Count the lines in the items below that contain the string "gray", and reply with only that number.

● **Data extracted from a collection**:

-- Begin --

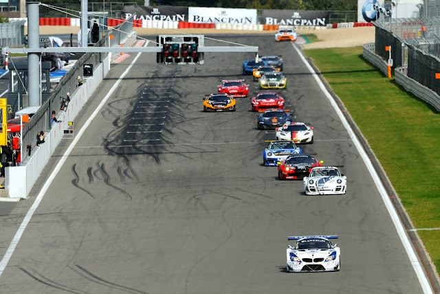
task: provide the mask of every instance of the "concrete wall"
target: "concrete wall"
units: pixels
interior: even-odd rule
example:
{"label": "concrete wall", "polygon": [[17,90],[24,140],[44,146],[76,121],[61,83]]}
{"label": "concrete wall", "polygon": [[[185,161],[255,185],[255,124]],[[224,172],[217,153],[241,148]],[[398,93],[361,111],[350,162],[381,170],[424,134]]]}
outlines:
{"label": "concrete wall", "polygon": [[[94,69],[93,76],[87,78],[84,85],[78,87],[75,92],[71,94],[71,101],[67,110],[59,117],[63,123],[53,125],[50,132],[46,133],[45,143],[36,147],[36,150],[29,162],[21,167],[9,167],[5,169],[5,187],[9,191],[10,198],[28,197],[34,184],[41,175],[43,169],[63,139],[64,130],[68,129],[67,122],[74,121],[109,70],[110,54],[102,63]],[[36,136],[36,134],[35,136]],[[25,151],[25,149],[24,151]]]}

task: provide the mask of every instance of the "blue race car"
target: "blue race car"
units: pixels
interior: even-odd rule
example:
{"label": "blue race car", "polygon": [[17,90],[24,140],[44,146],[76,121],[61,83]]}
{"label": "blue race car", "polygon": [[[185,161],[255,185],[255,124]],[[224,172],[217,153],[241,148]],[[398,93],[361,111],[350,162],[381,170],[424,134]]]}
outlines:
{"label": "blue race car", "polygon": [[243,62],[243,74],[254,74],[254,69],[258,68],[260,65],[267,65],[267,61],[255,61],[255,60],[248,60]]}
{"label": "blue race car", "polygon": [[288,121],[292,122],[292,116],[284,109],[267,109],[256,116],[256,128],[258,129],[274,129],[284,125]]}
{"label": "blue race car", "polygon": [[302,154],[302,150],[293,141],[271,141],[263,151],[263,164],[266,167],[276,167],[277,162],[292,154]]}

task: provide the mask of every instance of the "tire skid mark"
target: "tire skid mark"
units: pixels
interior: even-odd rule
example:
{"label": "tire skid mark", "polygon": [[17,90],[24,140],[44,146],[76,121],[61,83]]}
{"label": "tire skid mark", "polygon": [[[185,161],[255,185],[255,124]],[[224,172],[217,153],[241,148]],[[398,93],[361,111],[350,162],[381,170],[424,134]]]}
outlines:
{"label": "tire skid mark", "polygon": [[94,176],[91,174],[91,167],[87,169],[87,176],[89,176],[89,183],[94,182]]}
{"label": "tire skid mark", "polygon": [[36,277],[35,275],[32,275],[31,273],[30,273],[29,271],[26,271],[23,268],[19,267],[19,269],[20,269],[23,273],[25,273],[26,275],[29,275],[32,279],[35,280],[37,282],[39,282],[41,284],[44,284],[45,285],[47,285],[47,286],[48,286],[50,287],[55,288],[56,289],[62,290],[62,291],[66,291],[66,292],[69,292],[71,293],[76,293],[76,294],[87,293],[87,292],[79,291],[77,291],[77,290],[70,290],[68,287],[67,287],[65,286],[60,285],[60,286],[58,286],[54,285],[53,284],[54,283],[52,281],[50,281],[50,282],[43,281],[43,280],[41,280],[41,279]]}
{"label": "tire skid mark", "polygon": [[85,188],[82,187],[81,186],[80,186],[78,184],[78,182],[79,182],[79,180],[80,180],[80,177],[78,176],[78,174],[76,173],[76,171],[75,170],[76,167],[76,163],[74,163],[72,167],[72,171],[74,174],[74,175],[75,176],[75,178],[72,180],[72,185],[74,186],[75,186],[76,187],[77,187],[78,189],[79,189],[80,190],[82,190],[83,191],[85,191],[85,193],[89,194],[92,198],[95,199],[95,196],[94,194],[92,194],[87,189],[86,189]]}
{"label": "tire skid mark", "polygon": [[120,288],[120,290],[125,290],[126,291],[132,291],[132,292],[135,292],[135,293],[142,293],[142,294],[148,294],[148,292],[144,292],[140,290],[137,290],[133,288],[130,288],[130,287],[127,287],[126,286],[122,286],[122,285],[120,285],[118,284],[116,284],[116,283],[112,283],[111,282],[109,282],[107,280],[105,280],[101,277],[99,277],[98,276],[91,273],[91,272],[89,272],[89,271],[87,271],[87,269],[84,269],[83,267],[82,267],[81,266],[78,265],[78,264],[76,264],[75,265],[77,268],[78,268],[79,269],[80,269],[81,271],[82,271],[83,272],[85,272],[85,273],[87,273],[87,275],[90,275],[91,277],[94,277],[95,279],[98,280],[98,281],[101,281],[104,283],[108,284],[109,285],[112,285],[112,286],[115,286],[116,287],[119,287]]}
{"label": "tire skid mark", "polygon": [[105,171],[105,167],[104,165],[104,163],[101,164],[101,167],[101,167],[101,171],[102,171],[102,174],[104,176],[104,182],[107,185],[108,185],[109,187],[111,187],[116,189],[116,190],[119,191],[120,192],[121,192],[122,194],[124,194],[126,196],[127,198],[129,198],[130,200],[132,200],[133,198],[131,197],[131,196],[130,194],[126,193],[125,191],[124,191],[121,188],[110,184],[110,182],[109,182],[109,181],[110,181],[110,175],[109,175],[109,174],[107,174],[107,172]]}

-- End --
-- Begin --

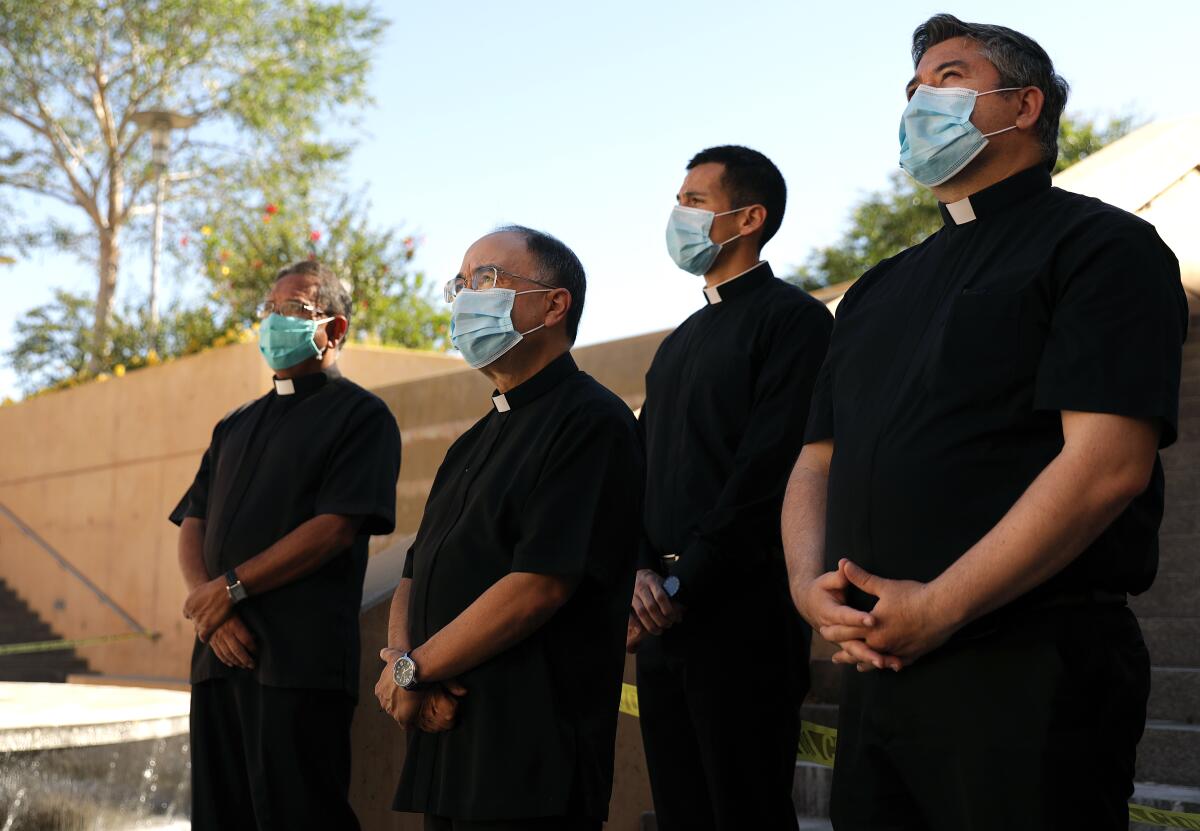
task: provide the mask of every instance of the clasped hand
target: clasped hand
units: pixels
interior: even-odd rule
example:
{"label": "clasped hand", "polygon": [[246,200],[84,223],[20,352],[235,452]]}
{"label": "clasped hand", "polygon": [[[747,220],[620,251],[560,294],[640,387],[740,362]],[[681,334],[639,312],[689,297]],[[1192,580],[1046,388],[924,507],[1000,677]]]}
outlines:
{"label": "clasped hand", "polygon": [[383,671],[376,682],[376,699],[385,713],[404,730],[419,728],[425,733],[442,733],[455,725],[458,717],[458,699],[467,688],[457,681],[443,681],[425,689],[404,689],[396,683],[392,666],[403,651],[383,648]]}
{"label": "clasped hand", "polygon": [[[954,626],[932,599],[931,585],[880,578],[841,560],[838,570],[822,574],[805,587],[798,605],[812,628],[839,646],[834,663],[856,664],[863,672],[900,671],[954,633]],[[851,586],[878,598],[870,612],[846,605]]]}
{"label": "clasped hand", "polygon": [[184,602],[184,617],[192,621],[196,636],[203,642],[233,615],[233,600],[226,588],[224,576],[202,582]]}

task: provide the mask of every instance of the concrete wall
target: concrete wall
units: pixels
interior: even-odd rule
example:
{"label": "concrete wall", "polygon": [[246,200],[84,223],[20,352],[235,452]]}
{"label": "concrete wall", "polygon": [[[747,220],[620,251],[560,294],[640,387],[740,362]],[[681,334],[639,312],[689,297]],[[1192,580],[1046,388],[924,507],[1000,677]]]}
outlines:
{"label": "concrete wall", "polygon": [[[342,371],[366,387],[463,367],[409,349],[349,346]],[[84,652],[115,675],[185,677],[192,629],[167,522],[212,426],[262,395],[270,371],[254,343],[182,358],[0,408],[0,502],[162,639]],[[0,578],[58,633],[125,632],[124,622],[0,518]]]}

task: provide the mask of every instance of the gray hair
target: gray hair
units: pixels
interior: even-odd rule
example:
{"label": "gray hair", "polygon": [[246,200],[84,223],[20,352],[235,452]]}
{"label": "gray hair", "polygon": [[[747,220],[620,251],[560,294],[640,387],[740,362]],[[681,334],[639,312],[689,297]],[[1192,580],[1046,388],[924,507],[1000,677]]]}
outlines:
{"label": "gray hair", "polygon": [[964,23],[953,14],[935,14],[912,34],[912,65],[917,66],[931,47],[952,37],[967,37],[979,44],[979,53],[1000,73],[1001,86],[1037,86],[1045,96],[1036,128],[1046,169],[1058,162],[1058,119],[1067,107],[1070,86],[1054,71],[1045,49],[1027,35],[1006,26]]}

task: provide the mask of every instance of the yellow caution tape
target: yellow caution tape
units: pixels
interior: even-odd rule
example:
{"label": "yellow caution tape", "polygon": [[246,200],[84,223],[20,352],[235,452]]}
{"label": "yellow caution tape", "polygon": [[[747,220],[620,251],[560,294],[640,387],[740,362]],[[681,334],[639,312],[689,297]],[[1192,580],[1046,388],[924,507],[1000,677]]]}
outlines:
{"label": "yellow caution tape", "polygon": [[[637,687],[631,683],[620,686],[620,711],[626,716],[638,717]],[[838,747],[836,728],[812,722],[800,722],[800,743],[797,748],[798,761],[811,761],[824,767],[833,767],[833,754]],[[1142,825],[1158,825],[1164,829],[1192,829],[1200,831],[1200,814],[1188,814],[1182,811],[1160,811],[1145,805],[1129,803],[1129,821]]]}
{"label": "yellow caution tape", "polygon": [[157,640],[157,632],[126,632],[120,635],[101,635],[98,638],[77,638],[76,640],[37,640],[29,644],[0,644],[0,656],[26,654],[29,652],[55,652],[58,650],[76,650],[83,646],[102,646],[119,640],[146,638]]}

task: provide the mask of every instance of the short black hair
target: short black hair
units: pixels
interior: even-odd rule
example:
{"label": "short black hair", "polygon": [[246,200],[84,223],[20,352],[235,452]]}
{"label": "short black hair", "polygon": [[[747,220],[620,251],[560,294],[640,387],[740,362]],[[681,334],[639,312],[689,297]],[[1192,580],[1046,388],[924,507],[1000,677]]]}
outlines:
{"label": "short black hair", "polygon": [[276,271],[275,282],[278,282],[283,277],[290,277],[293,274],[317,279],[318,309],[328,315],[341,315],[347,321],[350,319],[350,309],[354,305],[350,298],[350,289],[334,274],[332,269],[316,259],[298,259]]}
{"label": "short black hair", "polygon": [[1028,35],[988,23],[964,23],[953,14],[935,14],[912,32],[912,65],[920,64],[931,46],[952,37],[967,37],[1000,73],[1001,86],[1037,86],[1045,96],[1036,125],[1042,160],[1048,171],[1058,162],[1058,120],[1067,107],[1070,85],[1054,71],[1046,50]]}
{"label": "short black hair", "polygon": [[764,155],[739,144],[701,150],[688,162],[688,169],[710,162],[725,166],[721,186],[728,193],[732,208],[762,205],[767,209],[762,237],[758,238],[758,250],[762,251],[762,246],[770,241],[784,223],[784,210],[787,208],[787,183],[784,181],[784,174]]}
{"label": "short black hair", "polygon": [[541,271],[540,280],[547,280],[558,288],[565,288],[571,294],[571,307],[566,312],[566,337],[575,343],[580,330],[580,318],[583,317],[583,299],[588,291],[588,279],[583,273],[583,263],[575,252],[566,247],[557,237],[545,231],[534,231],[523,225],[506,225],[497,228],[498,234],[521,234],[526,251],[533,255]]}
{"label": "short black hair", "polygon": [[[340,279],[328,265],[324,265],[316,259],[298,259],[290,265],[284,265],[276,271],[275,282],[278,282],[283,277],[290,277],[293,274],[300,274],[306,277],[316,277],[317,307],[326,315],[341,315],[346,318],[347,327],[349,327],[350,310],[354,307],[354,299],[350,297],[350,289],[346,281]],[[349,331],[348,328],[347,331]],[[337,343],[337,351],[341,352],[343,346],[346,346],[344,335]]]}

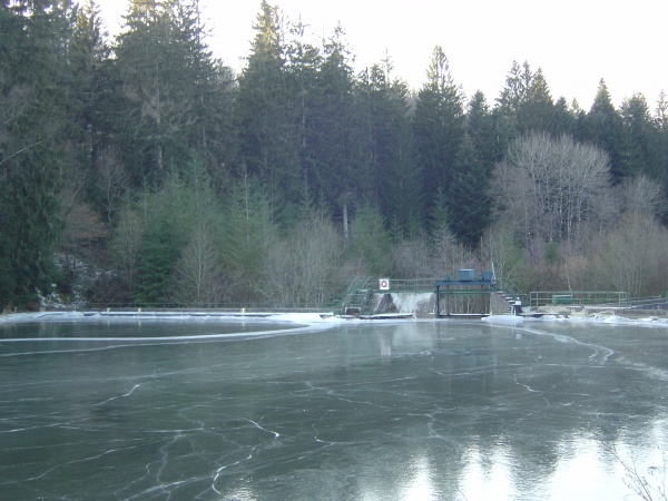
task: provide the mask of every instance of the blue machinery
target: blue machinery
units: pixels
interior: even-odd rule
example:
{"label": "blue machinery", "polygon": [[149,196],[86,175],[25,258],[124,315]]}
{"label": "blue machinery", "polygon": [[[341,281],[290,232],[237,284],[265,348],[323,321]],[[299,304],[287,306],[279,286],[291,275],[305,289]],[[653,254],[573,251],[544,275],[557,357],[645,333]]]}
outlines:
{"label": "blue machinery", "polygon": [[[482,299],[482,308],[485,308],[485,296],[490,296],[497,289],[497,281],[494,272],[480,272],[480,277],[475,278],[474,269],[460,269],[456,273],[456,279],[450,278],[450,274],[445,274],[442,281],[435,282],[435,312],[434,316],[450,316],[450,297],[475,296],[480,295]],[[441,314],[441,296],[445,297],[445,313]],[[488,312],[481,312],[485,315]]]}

-- End --
-- Begin --

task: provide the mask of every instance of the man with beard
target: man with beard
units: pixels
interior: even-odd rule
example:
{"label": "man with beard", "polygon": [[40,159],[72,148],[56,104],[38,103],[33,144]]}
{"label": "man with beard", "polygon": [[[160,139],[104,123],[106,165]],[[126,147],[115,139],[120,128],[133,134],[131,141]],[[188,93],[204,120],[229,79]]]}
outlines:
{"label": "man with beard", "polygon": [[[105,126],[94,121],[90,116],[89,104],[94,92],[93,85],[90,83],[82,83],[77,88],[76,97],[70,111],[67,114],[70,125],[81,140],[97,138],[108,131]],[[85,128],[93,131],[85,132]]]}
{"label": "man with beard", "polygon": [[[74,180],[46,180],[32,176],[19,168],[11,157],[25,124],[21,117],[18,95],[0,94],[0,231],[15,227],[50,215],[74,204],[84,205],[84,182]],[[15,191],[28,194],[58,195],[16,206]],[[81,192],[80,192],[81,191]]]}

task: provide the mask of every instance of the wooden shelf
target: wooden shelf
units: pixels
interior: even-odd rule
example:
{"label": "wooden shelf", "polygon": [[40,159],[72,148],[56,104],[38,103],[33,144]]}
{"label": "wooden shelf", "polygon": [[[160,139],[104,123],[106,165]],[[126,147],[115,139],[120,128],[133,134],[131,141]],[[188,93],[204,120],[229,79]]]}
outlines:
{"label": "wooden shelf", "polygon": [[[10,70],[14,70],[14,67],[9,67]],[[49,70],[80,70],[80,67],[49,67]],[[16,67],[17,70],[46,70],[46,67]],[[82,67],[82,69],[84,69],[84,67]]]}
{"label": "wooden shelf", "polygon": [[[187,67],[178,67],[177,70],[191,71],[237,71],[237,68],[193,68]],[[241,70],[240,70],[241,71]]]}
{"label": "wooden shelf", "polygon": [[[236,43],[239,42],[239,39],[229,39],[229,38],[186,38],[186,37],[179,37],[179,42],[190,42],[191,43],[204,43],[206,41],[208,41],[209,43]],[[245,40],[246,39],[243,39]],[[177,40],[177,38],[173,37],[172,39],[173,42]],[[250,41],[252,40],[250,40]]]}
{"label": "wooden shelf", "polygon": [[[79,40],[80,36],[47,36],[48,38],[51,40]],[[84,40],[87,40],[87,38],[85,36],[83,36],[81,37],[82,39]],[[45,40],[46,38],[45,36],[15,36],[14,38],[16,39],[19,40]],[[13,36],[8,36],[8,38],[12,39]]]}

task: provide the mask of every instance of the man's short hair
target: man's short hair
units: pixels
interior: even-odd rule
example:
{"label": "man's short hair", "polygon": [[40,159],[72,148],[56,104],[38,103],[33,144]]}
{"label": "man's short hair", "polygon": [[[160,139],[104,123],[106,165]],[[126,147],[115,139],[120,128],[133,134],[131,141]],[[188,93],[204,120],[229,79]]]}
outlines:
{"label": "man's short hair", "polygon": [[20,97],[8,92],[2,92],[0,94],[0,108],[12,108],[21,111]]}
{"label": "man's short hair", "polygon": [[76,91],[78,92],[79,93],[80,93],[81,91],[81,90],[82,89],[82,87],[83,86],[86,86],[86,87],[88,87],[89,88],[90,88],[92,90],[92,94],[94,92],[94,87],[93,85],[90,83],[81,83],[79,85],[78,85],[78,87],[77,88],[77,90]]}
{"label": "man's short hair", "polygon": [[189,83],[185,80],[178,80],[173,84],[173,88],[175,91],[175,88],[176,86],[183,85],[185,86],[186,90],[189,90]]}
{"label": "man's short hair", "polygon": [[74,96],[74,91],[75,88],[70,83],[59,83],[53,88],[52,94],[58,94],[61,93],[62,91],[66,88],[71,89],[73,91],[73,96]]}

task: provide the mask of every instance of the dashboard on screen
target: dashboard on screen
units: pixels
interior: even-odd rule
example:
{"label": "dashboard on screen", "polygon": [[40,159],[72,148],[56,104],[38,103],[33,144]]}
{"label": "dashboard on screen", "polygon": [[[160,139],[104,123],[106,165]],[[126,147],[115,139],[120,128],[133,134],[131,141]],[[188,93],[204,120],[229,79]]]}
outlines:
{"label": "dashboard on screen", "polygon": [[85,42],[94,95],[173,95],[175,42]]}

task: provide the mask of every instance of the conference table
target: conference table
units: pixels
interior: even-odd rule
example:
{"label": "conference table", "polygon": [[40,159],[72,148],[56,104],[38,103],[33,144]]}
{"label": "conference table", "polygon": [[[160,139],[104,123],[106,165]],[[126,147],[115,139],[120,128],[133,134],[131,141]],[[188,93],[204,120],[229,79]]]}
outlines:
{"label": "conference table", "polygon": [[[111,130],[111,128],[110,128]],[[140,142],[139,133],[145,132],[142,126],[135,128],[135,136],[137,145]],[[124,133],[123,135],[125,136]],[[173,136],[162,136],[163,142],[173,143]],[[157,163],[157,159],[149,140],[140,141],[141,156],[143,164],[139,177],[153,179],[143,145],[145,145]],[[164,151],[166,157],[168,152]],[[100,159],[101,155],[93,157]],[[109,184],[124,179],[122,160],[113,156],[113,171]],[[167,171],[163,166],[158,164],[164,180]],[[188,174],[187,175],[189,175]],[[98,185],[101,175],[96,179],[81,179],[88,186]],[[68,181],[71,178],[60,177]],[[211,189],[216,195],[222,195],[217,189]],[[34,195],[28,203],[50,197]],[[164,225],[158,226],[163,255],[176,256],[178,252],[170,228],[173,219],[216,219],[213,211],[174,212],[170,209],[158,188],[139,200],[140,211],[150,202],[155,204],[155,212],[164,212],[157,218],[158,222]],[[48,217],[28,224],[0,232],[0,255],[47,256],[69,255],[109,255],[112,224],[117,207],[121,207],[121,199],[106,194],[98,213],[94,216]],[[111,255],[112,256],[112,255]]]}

-- End --

● **Exercise solution**: 5